TASK TO CARRY OUT: Nothing is to be left out; print all the entries exactly.

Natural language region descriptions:

────────────────

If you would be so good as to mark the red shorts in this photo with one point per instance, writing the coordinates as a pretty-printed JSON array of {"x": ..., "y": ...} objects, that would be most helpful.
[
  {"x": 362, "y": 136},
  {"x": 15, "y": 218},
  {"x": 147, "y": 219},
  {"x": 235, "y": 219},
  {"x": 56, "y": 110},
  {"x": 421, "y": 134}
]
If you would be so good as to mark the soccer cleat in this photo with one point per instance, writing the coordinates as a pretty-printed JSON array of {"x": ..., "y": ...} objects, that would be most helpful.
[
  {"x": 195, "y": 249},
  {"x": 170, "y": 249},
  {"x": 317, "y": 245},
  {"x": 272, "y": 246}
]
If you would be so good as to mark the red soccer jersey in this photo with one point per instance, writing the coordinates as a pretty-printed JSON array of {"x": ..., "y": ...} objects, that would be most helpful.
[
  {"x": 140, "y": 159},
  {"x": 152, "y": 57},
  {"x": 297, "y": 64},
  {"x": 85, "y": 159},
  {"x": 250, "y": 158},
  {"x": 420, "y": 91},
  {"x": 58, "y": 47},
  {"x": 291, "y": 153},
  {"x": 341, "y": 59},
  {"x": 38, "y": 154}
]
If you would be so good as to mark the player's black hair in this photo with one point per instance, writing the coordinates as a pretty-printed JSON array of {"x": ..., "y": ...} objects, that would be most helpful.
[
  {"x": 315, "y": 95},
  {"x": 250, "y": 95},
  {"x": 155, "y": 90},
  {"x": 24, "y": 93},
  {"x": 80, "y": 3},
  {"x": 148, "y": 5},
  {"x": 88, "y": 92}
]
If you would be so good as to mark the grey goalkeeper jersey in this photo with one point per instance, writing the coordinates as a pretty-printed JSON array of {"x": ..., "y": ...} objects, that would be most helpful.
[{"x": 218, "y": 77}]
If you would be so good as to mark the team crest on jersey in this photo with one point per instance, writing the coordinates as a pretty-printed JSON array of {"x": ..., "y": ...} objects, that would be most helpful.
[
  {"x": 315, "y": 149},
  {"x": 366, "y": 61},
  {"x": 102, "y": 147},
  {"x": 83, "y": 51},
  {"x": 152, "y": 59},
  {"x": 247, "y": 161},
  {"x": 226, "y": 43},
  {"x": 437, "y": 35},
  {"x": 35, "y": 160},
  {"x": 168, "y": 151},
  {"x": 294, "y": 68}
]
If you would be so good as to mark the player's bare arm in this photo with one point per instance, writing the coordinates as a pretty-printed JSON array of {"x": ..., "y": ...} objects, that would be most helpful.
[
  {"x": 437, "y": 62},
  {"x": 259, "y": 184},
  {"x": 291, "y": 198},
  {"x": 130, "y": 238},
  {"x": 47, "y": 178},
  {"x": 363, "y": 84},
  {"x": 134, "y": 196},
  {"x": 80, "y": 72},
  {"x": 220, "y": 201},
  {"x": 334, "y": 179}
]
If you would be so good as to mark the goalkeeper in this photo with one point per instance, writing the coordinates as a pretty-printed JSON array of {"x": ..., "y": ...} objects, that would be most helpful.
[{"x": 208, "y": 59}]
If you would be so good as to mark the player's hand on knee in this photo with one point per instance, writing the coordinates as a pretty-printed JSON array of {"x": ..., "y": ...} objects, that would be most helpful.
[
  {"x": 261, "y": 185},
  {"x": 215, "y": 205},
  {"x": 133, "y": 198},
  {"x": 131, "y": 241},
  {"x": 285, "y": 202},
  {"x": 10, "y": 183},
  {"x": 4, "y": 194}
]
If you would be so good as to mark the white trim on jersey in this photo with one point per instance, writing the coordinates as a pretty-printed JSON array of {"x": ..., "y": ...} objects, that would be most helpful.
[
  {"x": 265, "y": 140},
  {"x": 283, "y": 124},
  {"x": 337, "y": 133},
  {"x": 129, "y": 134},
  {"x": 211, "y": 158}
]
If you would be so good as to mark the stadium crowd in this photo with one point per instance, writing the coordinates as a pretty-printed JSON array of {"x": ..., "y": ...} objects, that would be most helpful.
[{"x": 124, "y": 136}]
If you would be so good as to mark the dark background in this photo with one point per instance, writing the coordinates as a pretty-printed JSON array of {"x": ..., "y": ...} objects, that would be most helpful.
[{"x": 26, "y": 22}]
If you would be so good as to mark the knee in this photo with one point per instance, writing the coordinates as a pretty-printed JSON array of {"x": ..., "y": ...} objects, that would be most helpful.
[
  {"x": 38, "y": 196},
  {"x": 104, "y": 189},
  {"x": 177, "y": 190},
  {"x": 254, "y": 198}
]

────────────────

FINAL ANSWER:
If you would be so good as to mark the red shorts in this photo with one point per instance, writing the coordinates as a pretty-printed JSON array of {"x": ..., "y": ...} objects, that would be most helpful.
[
  {"x": 362, "y": 136},
  {"x": 15, "y": 218},
  {"x": 147, "y": 219},
  {"x": 235, "y": 219},
  {"x": 56, "y": 110},
  {"x": 421, "y": 134}
]
If you would be so good as to mark the soccer cleat in this photo with one point per instance, writing the coordinates as a pretty-printed JSON array of {"x": ..., "y": ...} objects, that would be most helpful.
[
  {"x": 195, "y": 249},
  {"x": 170, "y": 249},
  {"x": 317, "y": 245},
  {"x": 272, "y": 246}
]
If you would be so good as to mark the red soccer jersey in this photo with one point per instance, writing the coordinates as a pretty-printed JSON array of {"x": ..., "y": ...} objects, that would be most helpful.
[
  {"x": 140, "y": 159},
  {"x": 152, "y": 57},
  {"x": 297, "y": 64},
  {"x": 85, "y": 159},
  {"x": 250, "y": 158},
  {"x": 420, "y": 91},
  {"x": 58, "y": 47},
  {"x": 291, "y": 153},
  {"x": 341, "y": 59},
  {"x": 38, "y": 154}
]
If you would be so good as to mark the player's black hair in this photo with one point per instance, writing the coordinates as a pretty-printed JSON array of {"x": ..., "y": ...} objects, that would be most helpful.
[
  {"x": 315, "y": 95},
  {"x": 250, "y": 95},
  {"x": 155, "y": 90},
  {"x": 24, "y": 93},
  {"x": 80, "y": 3},
  {"x": 148, "y": 5},
  {"x": 88, "y": 92}
]
If you would be so good as to mark the grey goalkeeper jersey in this photo with one point per instance, writing the coordinates as a pretty-printed JSON array of {"x": ..., "y": ...} objects, that would be most helpful.
[{"x": 218, "y": 77}]
If you would be so good as to mark the team crest on jersey in this photo with one point per instance, writing the coordinates as a pretty-printed JSON array of {"x": ..., "y": ...} objects, that would be most helpful.
[
  {"x": 315, "y": 149},
  {"x": 366, "y": 61},
  {"x": 102, "y": 147},
  {"x": 83, "y": 51},
  {"x": 152, "y": 59},
  {"x": 247, "y": 161},
  {"x": 226, "y": 43},
  {"x": 437, "y": 35},
  {"x": 35, "y": 160},
  {"x": 168, "y": 151},
  {"x": 294, "y": 68}
]
If you would be so good as to mark the player's bare arm in this photo with one point per instance, writing the coordinates as a pretty-printed JSON array of {"x": ..., "y": ...} objects, that would be most helpful.
[
  {"x": 437, "y": 62},
  {"x": 259, "y": 184},
  {"x": 291, "y": 198},
  {"x": 130, "y": 238},
  {"x": 47, "y": 178},
  {"x": 363, "y": 84},
  {"x": 134, "y": 196},
  {"x": 80, "y": 72},
  {"x": 220, "y": 201},
  {"x": 334, "y": 179}
]
If you would be so good as to mark the goalkeeper in this photo with one point per instance, writing the coordinates as a pretty-printed JSON array of {"x": ..., "y": ...} objects, that would be most helpful.
[{"x": 208, "y": 59}]
If you would be so good as to mark the player's hand on knee in this photo with one point per instance, writing the coordinates as a pretty-printed JSON array of {"x": ..., "y": ...} objects, that would be most helpful.
[
  {"x": 261, "y": 185},
  {"x": 215, "y": 205},
  {"x": 133, "y": 198},
  {"x": 131, "y": 241},
  {"x": 285, "y": 202},
  {"x": 10, "y": 183},
  {"x": 4, "y": 194}
]
If you would be so good as to mark the white trim on jersey in this photo with one point per instance, writing the coordinates as a pretty-printed JSON array of {"x": ..., "y": ...} objects, that would be most helpful.
[
  {"x": 265, "y": 140},
  {"x": 283, "y": 124},
  {"x": 337, "y": 133},
  {"x": 129, "y": 134},
  {"x": 211, "y": 158}
]
If you would be so good as to mark the stadium crowd in this photo with one point per instance, writing the coordinates as a pretty-printed JSON array of {"x": ..., "y": ...} objects, that would be most helpful.
[{"x": 124, "y": 136}]
If you would be so good as to mark the dark background in this photo with one point per instance, writing the coordinates as a pretty-printed JSON array of {"x": ..., "y": ...} objects, that would be most helpful.
[{"x": 26, "y": 22}]
If you would be so good as to mark the knee in this photo with one point per instance, writing the coordinates as a pretty-printed JSON array of {"x": ..., "y": ...} objects, that would be most helpful.
[
  {"x": 38, "y": 196},
  {"x": 104, "y": 189},
  {"x": 177, "y": 190},
  {"x": 254, "y": 198}
]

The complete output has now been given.